- [Aim]
Which lines in the items below contain the word "snow" with the same capitalization? Identify each such line and copy it out whole.

Items stored from a collection
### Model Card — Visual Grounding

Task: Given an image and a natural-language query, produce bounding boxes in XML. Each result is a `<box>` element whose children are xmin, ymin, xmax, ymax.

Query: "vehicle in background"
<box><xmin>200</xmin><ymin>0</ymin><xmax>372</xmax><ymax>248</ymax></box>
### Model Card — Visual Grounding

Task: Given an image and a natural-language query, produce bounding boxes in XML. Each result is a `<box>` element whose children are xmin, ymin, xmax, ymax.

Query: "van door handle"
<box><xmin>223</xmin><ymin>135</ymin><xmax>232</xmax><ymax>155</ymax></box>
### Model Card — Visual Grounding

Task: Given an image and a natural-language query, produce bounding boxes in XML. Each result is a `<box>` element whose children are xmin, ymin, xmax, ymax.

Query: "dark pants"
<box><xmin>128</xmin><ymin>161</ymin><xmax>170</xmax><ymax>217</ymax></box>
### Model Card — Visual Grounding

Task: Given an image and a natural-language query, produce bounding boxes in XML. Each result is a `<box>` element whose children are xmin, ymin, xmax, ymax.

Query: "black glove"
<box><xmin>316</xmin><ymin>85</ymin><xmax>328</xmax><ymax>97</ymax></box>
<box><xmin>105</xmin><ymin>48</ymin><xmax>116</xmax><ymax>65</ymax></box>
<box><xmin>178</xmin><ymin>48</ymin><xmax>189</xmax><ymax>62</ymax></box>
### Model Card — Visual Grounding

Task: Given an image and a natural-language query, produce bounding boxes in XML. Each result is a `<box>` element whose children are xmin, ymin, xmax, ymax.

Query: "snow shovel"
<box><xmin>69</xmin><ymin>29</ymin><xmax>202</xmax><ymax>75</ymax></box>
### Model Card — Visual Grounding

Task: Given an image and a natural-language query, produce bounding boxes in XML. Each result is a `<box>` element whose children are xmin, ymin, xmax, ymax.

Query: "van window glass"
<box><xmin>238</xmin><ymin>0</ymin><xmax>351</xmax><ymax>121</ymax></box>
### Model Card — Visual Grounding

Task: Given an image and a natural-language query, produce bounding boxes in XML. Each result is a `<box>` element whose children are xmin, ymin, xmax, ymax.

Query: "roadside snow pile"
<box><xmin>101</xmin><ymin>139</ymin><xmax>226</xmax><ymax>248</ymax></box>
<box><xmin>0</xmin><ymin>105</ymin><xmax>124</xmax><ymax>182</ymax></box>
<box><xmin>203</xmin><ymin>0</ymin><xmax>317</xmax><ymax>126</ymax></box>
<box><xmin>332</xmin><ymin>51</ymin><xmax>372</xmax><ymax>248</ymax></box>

- [Completed exercise]
Query: "snow shovel"
Query: "roadside snow pile"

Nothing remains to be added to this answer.